> _EXERCISE 1_
In the Molter biography, where did Molter study composition from 1719 to 1721?
> _EXERCISE 2_
Echo the Molter biography verbatim between "Johann Melchior Molter" and "Heinrich of Saxe-Eisenach.", inclusive.

++++ EXCERPT ++++

Johann Melchior Molter (10 February 1696 - 12 January 1765) was a German composer and violinist of the late Baroque period.

He was born at Tiefenort, near Eisenach, and was educated at the Gymnasium in Eisenach, Saxe-Eisenach. By autumn 1717 he had left Eisenach and was working as a violinist in Karlsruhe. Here he married Maria Salome Rollwagen, with whom he had eight children. From 1719 to 1721 he studied composition in Italy. From 1722 to 1733 he was court Kapellmeister at Karlsruhe. In 1734 he became Kapellmeister at the court of Duke Wilhelm Heinrich of Saxe-Eisenach.

Maria died in 1737; by 1742 Molter had married Maria Christina Wagner. In that year he returned to Karlsruhe and began teaching at the gymnasium there. From 1747 to his death Molter was employed by Margrave Carl Friedrich of Baden-Durlach, the son of his first employer. He died at Karlsruhe.

Molter's surviving works include an oratorio; several cantatas; over 140 symphonies, overtures, and other works for orchestra; many concertos, including some of the first clarinet concertos ever written; and many pieces of chamber music.

One of Molter's many Trumpet Concertos is the signature piece of C-SPAN's Washington Journal.

++++ EXCERPTED DATA ++++

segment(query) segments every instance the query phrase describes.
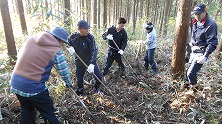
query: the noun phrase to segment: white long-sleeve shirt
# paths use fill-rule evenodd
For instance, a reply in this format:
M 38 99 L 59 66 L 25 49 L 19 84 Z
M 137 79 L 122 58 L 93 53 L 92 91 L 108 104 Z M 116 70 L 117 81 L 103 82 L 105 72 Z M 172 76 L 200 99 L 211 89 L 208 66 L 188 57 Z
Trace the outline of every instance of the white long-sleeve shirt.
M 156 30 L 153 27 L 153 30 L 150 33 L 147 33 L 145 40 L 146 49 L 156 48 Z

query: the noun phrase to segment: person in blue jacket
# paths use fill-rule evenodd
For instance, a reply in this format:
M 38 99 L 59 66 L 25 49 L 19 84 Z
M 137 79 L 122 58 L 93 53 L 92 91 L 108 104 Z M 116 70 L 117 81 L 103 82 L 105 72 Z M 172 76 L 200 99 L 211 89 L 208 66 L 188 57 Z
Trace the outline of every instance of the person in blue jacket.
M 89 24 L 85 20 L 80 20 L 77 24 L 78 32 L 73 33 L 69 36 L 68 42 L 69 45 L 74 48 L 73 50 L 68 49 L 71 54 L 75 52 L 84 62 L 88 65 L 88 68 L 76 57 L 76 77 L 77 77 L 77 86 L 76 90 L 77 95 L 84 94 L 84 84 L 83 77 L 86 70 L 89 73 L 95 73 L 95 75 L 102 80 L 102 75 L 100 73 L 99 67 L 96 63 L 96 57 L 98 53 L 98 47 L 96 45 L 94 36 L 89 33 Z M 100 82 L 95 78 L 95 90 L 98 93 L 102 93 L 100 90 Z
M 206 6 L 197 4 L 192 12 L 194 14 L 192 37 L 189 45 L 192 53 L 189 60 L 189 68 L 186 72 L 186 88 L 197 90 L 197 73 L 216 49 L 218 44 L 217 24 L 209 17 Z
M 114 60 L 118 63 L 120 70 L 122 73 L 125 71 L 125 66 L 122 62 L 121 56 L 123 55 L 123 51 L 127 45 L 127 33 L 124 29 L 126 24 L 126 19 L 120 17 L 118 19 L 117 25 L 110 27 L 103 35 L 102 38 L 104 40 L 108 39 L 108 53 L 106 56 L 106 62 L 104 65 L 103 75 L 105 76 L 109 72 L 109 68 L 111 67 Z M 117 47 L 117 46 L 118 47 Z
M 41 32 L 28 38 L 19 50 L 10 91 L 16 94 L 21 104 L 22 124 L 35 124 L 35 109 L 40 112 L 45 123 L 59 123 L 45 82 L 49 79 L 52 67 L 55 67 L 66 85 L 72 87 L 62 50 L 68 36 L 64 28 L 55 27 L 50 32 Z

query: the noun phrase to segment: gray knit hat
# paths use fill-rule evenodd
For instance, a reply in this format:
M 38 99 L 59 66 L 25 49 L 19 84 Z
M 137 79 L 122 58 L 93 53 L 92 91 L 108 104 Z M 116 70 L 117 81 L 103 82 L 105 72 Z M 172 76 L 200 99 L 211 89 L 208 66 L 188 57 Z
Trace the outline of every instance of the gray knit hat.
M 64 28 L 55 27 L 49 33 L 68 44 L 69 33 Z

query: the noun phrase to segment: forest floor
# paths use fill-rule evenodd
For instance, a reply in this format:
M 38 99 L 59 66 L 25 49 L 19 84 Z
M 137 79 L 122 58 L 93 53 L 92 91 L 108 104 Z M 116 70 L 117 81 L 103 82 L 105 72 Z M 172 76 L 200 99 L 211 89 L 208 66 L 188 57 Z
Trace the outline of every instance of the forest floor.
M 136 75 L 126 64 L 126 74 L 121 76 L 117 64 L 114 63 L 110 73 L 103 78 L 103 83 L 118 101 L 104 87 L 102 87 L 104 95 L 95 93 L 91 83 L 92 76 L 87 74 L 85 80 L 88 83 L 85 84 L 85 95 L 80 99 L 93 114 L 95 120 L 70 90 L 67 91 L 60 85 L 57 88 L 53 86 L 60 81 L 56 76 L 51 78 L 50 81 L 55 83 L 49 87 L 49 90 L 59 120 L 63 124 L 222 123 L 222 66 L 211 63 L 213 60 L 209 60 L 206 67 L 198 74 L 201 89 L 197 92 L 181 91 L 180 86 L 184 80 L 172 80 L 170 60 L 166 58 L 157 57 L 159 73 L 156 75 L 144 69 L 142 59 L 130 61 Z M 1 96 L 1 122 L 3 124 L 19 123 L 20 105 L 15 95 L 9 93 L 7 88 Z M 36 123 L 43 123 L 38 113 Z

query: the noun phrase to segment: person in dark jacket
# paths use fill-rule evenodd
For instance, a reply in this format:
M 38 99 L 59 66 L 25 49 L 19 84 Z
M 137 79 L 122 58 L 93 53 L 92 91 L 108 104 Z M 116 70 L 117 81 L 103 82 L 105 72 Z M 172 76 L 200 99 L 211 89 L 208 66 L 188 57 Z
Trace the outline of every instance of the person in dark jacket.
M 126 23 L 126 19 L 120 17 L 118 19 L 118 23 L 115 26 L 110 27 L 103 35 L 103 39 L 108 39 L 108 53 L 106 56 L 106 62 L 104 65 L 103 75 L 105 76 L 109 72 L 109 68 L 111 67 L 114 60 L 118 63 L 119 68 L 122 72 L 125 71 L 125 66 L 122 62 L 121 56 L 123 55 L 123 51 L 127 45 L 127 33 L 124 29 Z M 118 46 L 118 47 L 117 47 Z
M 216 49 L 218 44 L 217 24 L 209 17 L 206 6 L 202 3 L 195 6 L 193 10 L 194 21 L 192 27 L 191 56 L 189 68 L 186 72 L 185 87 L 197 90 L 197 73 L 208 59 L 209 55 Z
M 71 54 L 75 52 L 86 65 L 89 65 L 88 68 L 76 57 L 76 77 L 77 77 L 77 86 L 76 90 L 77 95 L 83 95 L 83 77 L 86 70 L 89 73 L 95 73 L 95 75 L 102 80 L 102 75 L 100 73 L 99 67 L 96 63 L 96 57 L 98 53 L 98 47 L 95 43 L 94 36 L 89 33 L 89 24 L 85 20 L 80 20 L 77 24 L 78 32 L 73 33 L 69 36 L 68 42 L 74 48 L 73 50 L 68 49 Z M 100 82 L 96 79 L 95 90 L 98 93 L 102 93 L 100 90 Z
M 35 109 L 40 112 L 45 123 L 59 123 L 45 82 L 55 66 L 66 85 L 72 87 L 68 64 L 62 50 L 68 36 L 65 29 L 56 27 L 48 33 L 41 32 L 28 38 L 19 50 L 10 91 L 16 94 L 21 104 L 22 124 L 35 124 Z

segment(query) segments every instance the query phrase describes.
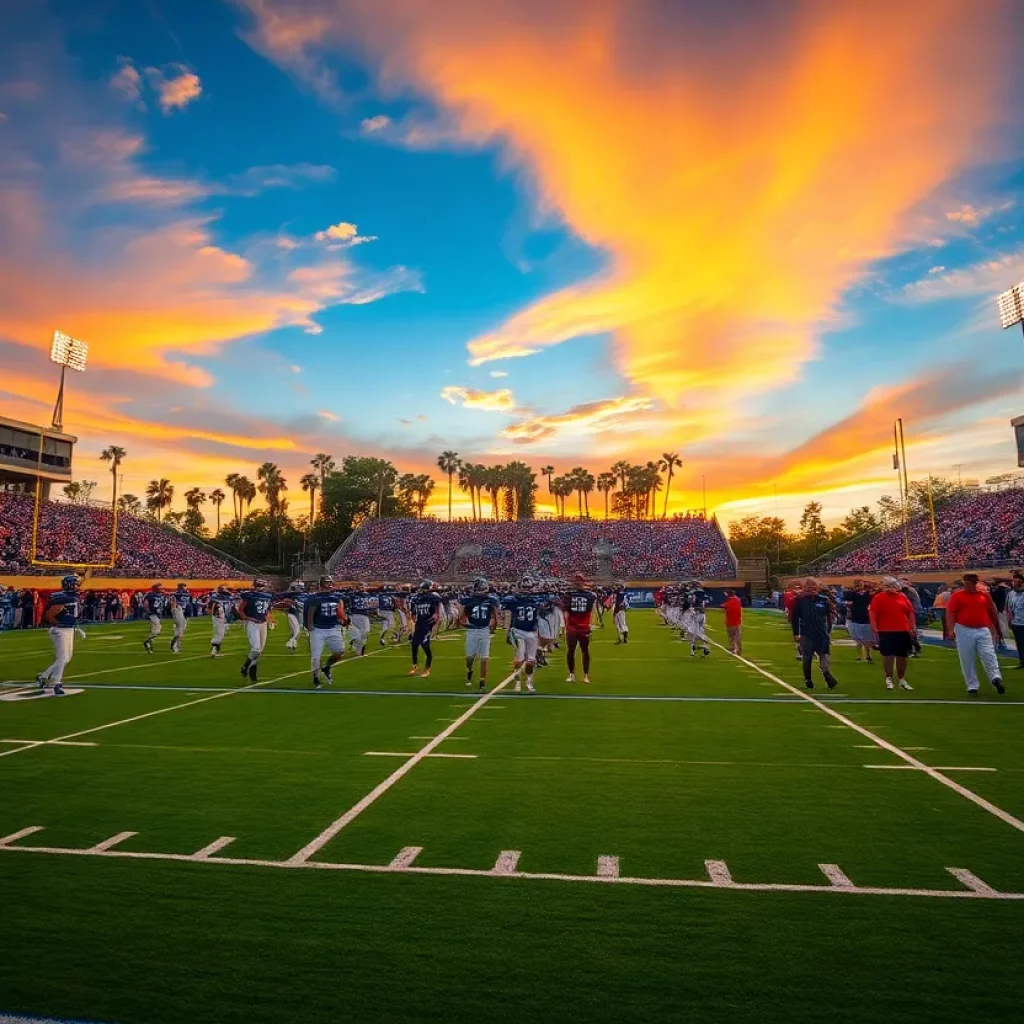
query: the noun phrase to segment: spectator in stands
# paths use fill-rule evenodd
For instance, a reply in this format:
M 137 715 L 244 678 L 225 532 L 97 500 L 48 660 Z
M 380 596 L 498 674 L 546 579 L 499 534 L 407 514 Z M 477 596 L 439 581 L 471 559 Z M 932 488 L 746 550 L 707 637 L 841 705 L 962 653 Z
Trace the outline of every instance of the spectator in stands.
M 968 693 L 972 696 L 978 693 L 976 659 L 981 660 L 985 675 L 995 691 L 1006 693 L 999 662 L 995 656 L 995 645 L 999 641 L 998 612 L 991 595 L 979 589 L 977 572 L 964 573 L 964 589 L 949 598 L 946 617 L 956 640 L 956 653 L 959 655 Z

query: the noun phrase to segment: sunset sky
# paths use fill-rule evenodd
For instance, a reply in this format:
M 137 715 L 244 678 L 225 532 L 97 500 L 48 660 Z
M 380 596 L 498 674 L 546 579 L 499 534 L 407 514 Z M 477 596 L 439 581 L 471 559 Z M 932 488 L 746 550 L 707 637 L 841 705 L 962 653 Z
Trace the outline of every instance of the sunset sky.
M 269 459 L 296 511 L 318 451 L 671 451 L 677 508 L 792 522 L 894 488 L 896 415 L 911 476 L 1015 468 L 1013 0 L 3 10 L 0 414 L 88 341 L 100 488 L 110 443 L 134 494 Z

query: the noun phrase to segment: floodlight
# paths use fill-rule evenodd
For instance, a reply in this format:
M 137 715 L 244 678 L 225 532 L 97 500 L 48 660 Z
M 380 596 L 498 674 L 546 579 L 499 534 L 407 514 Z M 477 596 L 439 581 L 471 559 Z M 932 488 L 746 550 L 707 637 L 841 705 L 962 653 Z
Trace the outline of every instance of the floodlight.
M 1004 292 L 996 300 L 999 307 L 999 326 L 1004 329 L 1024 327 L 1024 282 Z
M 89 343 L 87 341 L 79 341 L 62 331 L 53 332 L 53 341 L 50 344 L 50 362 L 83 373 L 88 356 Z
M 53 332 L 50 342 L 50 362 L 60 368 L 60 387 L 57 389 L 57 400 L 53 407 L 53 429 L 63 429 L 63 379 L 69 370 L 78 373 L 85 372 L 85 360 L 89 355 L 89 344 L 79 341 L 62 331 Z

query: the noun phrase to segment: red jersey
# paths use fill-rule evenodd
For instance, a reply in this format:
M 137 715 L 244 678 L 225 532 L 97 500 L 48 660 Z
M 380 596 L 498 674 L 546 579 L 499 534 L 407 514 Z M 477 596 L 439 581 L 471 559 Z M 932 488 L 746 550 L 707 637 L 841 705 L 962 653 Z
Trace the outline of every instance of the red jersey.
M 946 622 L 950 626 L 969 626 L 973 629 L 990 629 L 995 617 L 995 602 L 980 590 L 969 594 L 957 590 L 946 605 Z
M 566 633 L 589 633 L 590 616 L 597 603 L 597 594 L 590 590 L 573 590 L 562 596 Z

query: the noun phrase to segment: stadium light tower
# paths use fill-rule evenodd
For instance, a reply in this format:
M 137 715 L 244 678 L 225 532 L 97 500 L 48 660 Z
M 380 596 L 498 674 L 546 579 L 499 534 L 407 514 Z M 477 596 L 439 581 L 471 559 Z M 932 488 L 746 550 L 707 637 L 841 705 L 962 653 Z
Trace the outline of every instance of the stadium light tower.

++++

> _RESULT 1_
Italy

> _RESULT 2_
Johann Melchior Molter (10 February 1696 - 12 January 1765) was a German composer and violinist of the late Baroque period.

He was born at Tiefenort, near Eisenach, and was educated at the Gymnasium in Eisenach, Saxe-Eisenach. By autumn 1717 he had left Eisenach and was working as a violinist in Karlsruhe. Here he married Maria Salome Rollwagen, with whom he had eight children. From 1719 to 1721 he studied composition in Italy. From 1722 to 1733 he was court Kapellmeister at Karlsruhe. In 1734 he became Kapellmeister at the court of Duke Wilhelm Heinrich of Saxe-Eisenach.